◆ **INPUT DATA**:

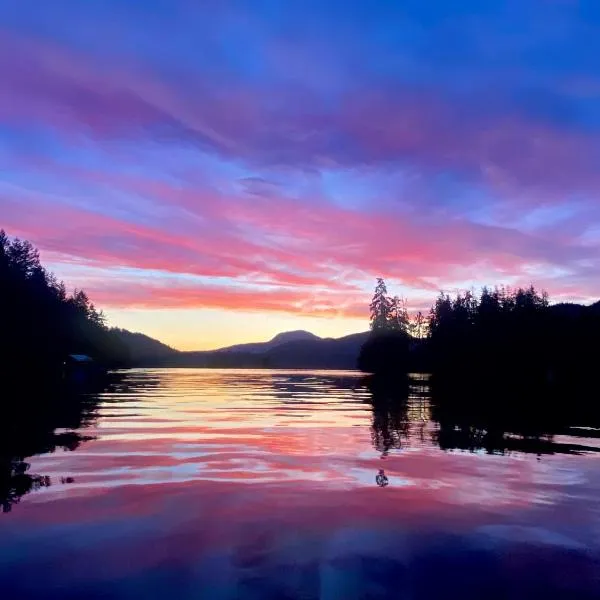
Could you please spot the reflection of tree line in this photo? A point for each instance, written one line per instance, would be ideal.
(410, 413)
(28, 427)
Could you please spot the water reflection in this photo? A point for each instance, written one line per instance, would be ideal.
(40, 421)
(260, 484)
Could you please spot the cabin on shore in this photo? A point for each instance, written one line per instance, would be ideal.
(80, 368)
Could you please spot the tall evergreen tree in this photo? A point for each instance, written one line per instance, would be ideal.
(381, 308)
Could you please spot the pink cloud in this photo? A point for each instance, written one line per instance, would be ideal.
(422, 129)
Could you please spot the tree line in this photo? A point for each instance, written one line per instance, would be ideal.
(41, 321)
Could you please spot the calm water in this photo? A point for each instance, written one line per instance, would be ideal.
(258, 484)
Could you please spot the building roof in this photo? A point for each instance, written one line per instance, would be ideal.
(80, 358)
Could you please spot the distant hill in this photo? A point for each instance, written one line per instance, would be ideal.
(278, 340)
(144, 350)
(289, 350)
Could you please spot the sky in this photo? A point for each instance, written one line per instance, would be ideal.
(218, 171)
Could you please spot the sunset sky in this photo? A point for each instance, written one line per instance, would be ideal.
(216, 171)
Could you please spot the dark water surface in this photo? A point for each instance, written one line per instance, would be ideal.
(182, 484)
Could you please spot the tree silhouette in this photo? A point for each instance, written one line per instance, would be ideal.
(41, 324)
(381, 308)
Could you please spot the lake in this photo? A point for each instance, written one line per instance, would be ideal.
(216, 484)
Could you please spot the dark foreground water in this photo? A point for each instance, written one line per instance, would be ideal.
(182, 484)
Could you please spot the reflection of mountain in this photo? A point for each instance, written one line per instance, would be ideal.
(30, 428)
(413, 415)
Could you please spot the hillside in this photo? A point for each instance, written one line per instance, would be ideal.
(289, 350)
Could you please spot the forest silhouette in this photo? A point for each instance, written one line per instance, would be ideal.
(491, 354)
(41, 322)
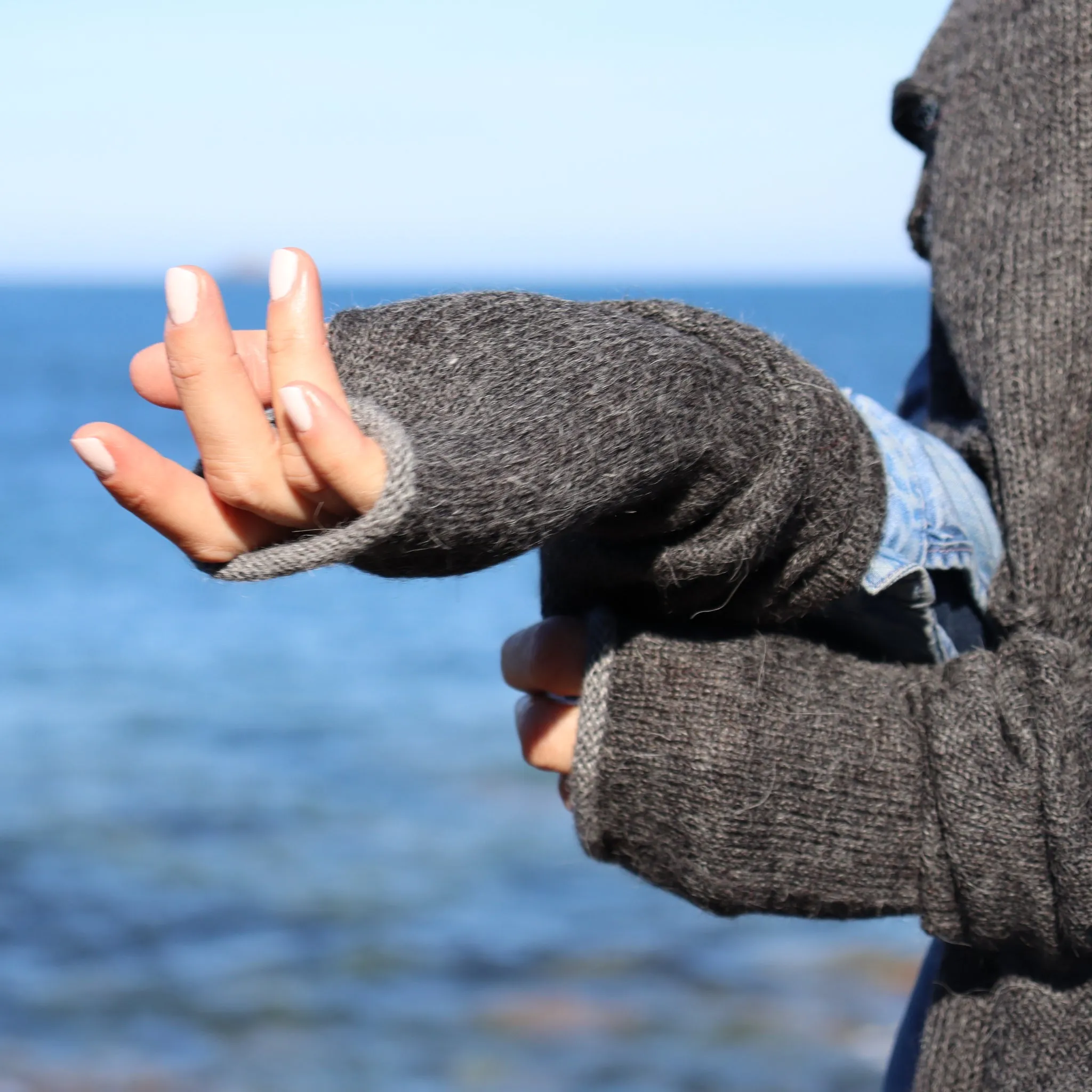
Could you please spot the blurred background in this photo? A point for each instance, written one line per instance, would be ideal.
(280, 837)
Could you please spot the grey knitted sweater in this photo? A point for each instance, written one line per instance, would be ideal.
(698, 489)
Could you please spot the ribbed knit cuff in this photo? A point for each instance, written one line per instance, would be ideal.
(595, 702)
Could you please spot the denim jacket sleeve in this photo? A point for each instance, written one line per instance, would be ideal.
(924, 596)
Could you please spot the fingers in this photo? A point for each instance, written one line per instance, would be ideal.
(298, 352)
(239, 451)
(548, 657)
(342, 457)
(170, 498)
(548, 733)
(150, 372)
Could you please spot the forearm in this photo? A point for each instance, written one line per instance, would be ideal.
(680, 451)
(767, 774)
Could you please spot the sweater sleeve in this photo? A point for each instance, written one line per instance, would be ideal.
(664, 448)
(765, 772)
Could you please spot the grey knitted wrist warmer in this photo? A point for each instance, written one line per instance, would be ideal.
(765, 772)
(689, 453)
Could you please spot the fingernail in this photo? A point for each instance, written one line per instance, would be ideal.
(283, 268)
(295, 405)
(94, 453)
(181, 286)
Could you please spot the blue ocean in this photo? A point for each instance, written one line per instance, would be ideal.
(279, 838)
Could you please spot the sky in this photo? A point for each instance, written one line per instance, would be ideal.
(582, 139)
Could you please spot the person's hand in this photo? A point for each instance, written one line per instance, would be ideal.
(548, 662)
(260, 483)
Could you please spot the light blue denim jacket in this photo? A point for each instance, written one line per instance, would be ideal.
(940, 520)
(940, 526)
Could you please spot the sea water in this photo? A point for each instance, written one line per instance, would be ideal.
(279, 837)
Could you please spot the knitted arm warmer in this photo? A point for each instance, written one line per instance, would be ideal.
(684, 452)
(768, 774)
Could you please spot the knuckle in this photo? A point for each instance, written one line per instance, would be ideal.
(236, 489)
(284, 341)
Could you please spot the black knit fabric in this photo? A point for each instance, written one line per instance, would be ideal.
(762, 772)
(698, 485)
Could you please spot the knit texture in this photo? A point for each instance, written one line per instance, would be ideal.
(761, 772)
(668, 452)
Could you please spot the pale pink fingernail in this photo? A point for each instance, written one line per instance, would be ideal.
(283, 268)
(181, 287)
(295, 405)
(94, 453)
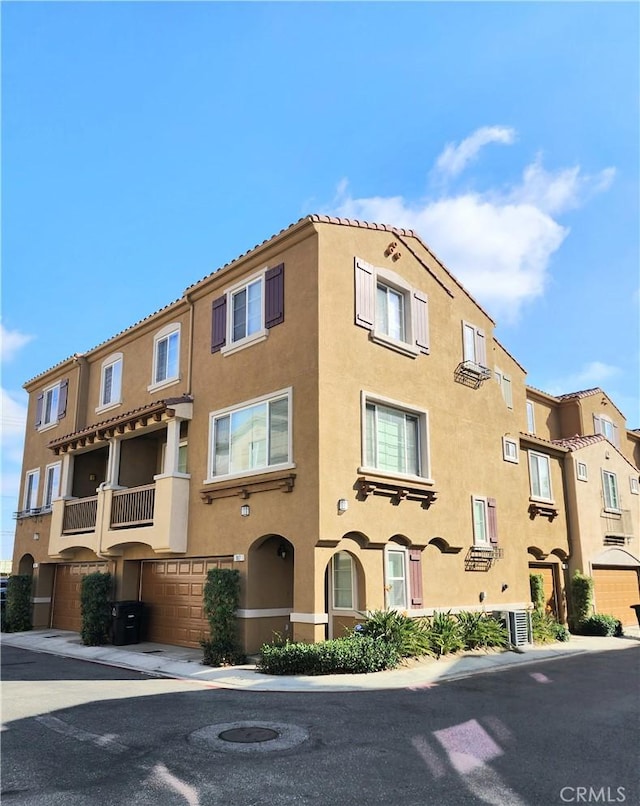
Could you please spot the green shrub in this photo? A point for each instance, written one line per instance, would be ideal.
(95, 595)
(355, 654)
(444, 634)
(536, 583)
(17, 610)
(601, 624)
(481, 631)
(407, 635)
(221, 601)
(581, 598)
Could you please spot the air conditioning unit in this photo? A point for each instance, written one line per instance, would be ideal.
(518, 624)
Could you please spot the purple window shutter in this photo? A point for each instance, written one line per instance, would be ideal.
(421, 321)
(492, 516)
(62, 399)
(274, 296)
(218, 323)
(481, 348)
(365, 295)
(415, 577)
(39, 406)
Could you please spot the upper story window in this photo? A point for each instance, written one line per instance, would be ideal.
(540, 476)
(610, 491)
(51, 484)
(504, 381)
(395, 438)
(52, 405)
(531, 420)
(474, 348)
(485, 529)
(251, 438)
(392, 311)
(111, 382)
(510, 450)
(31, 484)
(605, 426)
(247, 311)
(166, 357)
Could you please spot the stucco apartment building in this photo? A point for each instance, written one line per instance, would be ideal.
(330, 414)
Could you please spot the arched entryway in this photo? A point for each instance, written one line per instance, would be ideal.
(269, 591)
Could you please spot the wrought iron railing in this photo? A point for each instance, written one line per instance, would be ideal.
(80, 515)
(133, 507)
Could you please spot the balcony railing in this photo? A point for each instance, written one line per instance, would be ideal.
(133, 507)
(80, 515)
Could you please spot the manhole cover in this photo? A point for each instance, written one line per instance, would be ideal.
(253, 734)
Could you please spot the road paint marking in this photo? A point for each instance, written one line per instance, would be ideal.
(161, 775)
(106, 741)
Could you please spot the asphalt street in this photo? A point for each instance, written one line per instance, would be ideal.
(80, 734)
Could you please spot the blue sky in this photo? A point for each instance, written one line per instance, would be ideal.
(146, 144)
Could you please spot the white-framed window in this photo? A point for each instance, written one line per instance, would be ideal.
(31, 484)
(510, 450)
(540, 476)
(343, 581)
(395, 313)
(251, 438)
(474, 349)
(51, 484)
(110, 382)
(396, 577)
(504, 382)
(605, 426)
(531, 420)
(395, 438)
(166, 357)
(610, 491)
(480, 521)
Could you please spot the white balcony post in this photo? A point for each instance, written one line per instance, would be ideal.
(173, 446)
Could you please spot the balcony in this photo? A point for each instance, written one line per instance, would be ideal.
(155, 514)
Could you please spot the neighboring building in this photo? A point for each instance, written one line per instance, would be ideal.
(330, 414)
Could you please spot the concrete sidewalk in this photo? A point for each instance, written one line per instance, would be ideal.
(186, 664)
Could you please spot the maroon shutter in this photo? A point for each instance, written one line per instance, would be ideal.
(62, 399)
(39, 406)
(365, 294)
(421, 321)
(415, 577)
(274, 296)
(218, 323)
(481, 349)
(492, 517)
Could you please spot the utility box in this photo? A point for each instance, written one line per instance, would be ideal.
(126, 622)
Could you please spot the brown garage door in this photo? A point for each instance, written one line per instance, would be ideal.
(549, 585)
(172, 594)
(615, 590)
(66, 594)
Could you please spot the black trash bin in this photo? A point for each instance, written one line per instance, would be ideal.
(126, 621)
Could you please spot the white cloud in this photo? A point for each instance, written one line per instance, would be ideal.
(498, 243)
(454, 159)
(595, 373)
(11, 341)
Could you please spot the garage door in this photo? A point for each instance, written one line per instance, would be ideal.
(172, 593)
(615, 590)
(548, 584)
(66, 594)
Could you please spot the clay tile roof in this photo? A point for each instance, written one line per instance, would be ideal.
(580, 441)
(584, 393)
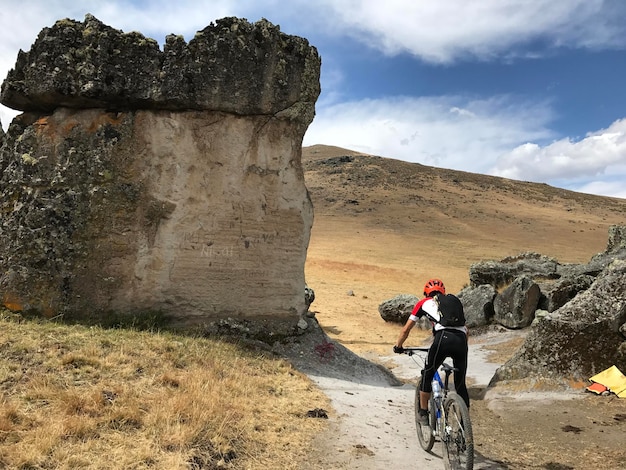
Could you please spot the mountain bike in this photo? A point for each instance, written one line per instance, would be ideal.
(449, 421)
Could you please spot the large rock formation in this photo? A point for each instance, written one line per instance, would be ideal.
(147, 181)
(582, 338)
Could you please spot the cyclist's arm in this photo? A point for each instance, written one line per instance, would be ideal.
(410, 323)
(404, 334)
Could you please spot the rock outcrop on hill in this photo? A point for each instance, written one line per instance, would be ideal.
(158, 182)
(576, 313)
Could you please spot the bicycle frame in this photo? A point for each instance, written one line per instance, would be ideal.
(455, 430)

◆ **WHAT YOU NEED TO DO**:
Copy out exactly the lines that run from the one holding "Could you please spot the bicycle" through the end of the data above.

◆ **YOUR RESPONSE**:
Could you please spot the bicycle frame in this photo? A point for each instance, written one line per instance, would be ideal.
(455, 430)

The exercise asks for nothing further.